Extracted entries:
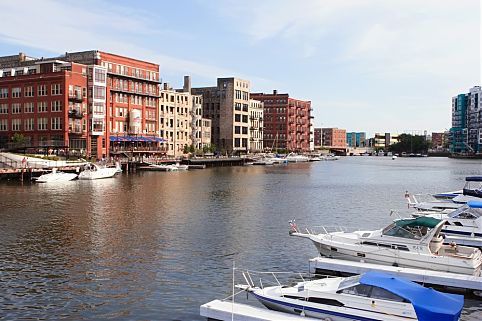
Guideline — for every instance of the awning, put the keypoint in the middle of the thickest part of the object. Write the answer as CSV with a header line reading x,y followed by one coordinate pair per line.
x,y
150,139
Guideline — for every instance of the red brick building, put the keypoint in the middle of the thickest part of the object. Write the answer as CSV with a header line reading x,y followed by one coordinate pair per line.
x,y
334,138
286,121
79,101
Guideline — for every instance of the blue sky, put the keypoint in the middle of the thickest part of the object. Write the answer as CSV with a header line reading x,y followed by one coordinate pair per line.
x,y
366,65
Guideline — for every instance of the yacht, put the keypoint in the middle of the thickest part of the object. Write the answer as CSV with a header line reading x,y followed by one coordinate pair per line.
x,y
56,177
371,296
94,171
463,226
410,242
296,158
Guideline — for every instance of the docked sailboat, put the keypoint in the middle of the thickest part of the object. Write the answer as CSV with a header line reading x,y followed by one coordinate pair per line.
x,y
371,296
412,242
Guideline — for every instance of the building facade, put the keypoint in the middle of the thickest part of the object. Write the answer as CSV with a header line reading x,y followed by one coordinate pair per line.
x,y
49,101
227,106
356,139
382,141
255,126
287,122
333,138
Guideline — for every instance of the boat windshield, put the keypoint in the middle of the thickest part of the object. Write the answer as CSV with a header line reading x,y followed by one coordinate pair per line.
x,y
350,281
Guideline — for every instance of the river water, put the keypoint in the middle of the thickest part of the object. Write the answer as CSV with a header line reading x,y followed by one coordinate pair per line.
x,y
155,246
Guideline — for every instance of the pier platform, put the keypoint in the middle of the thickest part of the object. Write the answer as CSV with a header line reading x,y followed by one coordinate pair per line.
x,y
450,282
227,311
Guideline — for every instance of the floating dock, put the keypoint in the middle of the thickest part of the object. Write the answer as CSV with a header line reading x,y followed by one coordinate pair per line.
x,y
227,311
450,282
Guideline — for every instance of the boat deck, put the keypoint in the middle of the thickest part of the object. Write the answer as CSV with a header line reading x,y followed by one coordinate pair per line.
x,y
227,311
452,282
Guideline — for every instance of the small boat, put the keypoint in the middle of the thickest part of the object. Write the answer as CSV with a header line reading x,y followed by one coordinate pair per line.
x,y
160,168
56,177
410,242
94,171
370,296
463,226
296,158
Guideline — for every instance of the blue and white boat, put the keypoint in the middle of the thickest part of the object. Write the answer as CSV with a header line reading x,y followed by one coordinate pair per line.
x,y
368,297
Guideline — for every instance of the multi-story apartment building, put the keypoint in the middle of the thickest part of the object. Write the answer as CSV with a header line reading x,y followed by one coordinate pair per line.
x,y
287,122
255,126
356,139
382,141
334,138
54,103
227,105
317,138
131,98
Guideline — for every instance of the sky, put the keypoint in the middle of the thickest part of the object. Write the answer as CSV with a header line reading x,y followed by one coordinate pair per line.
x,y
366,65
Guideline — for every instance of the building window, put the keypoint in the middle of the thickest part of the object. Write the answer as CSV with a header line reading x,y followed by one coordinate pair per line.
x,y
42,107
42,90
56,106
3,125
16,123
28,91
56,123
16,92
3,92
16,108
3,108
56,90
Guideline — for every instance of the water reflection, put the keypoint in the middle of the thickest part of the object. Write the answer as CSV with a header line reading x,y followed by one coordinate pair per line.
x,y
155,246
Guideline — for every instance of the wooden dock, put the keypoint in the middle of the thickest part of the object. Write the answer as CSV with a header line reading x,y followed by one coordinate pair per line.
x,y
227,311
450,282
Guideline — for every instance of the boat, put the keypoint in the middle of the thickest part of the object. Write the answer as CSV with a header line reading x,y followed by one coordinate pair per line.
x,y
463,226
160,168
369,297
296,158
409,242
56,176
94,171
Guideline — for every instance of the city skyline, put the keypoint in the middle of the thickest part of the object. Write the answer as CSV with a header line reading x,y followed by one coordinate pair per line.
x,y
370,66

Exercise: The reply should contain every line of the material exactly, and no images.

Solution for this problem:
Guideline — for every instance of the awning, put the keypoint in the middle of the thickest part of the object. Write the answer as CSV with a header line reading x,y followed by one coordinate pair per line.
x,y
150,139
Guideline — for every instance of the red brick building, put the keypoint in the middle of the thickest part of the object. Write the answer as CSV with a header line reading x,y followed by one coordinate pair per line.
x,y
334,138
286,121
79,101
Guideline — for every instance of the blue sky, put the keypoint in the middle of the thickest part of the object. Write the answer as CSV with a header line reading x,y followed by one coordinate pair per line.
x,y
366,65
Guideline — for every instance of the yacht, put the keypoint in the middle of the thickest part of the object. Write the answer as CSV with a header line reading x,y followed by one coordinate pair per line.
x,y
56,177
371,296
94,171
463,226
410,242
296,158
Guideline — for every instance of the docked sailboat, put the keypoint in the middle of the thickest part of the object. Write the answer as CSV with a header line reading x,y followed by one coordinate pair per line.
x,y
371,296
412,242
Guideline — for every instance of the building facade, put the keypoint in the middle of the thickest part of the object. Write the answer as CSV with a header line reading x,y followed by one coordinate pair per line.
x,y
49,101
227,106
356,139
382,141
255,126
287,122
333,138
Guideline — for every instance of the boat windshield, put the keypoint in the middle of the thickest part of the object. Write the answer as CSV with a header line reading x,y followed by one coordinate pair per line.
x,y
350,281
Guideline — for every instance of the river water, put the keypoint in the middle of the thickest part of the object. Write the answer as CSV with a header line reading x,y followed by one coordinate pair per line.
x,y
155,246
Guideline — for every instance of the pier platform, put the keypoint in the middle of the thickest part of the object. Write the answer as CSV with a header line reading x,y followed by one coordinate pair per line.
x,y
450,282
227,311
Guideline — for every instance of the floating dock, put the keypoint in the middle of the thickest part of the object. Write the answer as CSV with a header line reading x,y followed by one coordinate pair per line.
x,y
227,311
450,282
Guideline — for every instance of the boat deck, put the keypoint in the middle of the thickest part of the object. Write the answer as CSV with a header line reading x,y followed by one coordinate pair per line.
x,y
227,311
452,282
Guideline — for every instance of the small boat, put the keypoint in the middle of the thickest part of the object. Write the answer as CSV with a header line reading x,y followed by one coordinate pair per line.
x,y
160,168
56,177
410,242
94,171
370,296
463,226
296,158
Guideline — for every instance of the blue and white boat, put the keypoint in the middle of the thickest part of the object. Write the answer as CSV with a header line reading x,y followed by one coordinate pair per line.
x,y
368,297
Guideline — for every instance of the multi-story apartment building, put the keypoint in the middle of the thickest part of the object. Write the answer as CSV with a header line reading x,y followed by one coordinate pair per line.
x,y
287,122
255,126
356,139
382,141
334,138
54,103
227,105
317,138
131,98
Guideline — for every instance of the sky, put the keypoint in the middle of the thickest part of the object. Write the answer as CSV with a header line reading x,y followed by one coordinate pair per line.
x,y
366,65
Guideline — for every instance of the building window, put the keypoint in the middle of the thickest part of the object. Write the answer as CSV with a header line reading x,y followed by one coordinate pair per line.
x,y
42,107
42,90
56,106
3,125
16,123
28,91
56,123
16,92
3,92
16,108
3,108
56,90
Guideline — for every instance of the water reflection, put the keypoint in the middle of the thickest part of the object. Write the answer as CSV with a header line reading x,y followed by one coordinate pair per line.
x,y
155,246
Guideline — for every instance of the wooden dock, put the keypoint in the middle of the thickest part of the object. Write the answer as CSV with a header line reading x,y followed by one coordinate pair per line.
x,y
227,311
450,282
Guideline — for every instance of the boat, put the keypoint in the middle of the thickest part of the object. Write the answer as CSV with a header line reading x,y followed by one coordinate pair per line.
x,y
463,226
160,168
369,297
296,158
409,242
56,176
94,171
Guideline — for every instance of the city skyline, put the keypoint in the middle of the thickest part of the object. Write the answer as CSV with a header line reading x,y followed by one coordinate pair per line.
x,y
370,66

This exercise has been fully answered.